═══ Selected extract
Taking responsibility: Luke 12:13-21 and Colossians 3:1-11

I was back at base in Old Basing this week. It’s funny how somewhere you’ve been for two years, and an altar that you’ve celebrated Eucharist at for one, can suddenly feel unfamiliar! The message however, would be much the same, wherever I preached it, so I hope it challenges those who only read it, as well as those who heard it.

I have never had to face the repeated onslaught of shrill, wheedling requests that start: “Mummy, can you tell [insert name of sibling here] to… Stop hitting me… Give me my pencil back… Let me have have my turn… Etc.” But I’ve done my time at the school gate and with friends with multiple children, and I know that it’s a reality that I have been fortunate to escape.

 There’s something about human nature that means we don’t always grow out of the idea that we need to get other people to make decisions for us. Our political system seems to run on the idea: we elect people who will make decisions for us, and then when we think they’ve made the wrong decision, we can moan about it and blame them! One might say, that now we’re living with the consequences of a referendum where we had to take a collective decision for ourselves, we’re still blaming the politicians for giving us inaccurate facts on which to base those decisions… But perhaps I digress.
══════
═══ Items
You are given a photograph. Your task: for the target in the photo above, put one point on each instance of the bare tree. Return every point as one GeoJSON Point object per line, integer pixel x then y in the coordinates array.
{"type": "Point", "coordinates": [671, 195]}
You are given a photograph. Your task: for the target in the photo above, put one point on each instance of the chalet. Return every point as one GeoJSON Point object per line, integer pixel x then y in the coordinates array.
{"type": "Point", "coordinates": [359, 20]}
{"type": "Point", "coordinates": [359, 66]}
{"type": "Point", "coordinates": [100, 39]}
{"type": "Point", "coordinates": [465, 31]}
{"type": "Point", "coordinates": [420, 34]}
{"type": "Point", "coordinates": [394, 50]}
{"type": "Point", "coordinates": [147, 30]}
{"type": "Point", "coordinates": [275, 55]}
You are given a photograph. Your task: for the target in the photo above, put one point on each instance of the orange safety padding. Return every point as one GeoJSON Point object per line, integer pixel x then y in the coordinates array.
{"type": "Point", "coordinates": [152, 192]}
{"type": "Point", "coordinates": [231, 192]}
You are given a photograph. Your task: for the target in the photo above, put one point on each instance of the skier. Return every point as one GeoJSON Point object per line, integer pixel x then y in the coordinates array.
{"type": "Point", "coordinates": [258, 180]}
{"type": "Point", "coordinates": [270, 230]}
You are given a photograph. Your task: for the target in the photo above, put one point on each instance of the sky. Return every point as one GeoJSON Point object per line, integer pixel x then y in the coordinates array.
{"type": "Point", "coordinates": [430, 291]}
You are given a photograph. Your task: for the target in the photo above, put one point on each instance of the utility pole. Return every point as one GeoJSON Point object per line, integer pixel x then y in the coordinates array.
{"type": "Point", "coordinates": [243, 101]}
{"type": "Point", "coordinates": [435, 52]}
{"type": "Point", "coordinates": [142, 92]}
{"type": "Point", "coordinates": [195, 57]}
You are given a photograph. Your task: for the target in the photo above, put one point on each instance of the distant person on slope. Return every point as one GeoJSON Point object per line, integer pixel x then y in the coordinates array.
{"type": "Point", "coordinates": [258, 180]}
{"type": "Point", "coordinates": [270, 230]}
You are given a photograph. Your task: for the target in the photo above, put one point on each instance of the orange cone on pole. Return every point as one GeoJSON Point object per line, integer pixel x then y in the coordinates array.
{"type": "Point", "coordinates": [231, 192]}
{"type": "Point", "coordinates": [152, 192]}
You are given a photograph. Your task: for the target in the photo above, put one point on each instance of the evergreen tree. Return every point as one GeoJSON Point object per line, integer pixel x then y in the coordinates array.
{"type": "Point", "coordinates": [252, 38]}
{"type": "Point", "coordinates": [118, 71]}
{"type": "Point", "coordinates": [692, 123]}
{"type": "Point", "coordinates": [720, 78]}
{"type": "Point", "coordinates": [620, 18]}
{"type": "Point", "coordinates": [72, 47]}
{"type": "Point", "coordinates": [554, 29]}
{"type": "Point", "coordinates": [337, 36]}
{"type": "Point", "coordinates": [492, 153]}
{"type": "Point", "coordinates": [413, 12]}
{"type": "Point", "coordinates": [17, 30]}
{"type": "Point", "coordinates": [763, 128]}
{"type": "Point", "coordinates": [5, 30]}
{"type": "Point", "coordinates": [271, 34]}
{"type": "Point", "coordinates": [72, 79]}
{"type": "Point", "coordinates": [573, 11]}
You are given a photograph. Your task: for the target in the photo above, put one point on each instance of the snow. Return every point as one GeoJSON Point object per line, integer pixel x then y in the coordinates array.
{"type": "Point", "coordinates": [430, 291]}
══════
Jobs:
[a] Answer from the sermon on Luke 12:13-21 and Colossians 3:1-11:
(i) Where was the writer back at base this week?
(ii) For how long had the writer celebrated Eucharist at the altar there?
(iii) When we think the people we elect have made the wrong decision, what does the sermon say we can do?
[b] Pick up the sermon on Luke 12:13-21 and Colossians 3:1-11 after its last sentence and continue it in the same voice.

Responses for each task:
[a]
(i) Old Basing.
(ii) One year.
(iii) Moan about it and blame them.

[b]
My stock of sporting knowledge is restricted, but our national footballers, cricketers and Olympic hopefuls all have to live with the consequences of each and every move they chose to make in their particular arena. If you’re Joe Root, then those decisions will be perfect almost every time; if you’re a member of the England football team, that is less likely. If you don’t have a clue who or what I’m talking about… Well done for avoiding sporting distractions, and I suggest you turn your TV off for the next month!


We humans are risk-averse enough to attempt the feat of metaphorically ‘putting our head in the sand’ as ostriches were once supposed to do when faced with danger, especially when WE are faced with the danger of having to take responsibility for dealing with a difficult situation for ourselves, and living with the consequences of how that works out. The person in the crowd around Jesus who wanted Jesus to tell his “brother to divide the family inheritance with [him]”, was not an unusual character.


Jesus of course, had more right than any other human to make such a judgement, and perhaps the person who asked the question understood that. But I doubt it. Jesus, the Son of God, recognised as such even by the demons who possessed Legion (Luke 8:28), would have known that he had both the authority to make such a judgement, and the power to see that it was carried through, but he refused to use it.


Instead, he tells a parable that talks about the dangers of greed, especially when it is combined with a self-assurance that sets aside the teachings of God, and forgets that no-one can avoid their own mortality. In other words, the Son of God expects us to grapple with tricky situations for ourselves, and we need to be prepared to take responsibility for the consequences of those decisions. Yes, as Christians we believe in a loving God who is in control. He is also the loving God who gave us freedom of expression, freedom of will; the ability to work together to make decisions for ourselves. But in Christ, we have the example as well as the command of this parable, to use our freedoms wisely. We are to put God, and our fellow humans, before our own needs and our own desire for comfort, relaxation and a good time.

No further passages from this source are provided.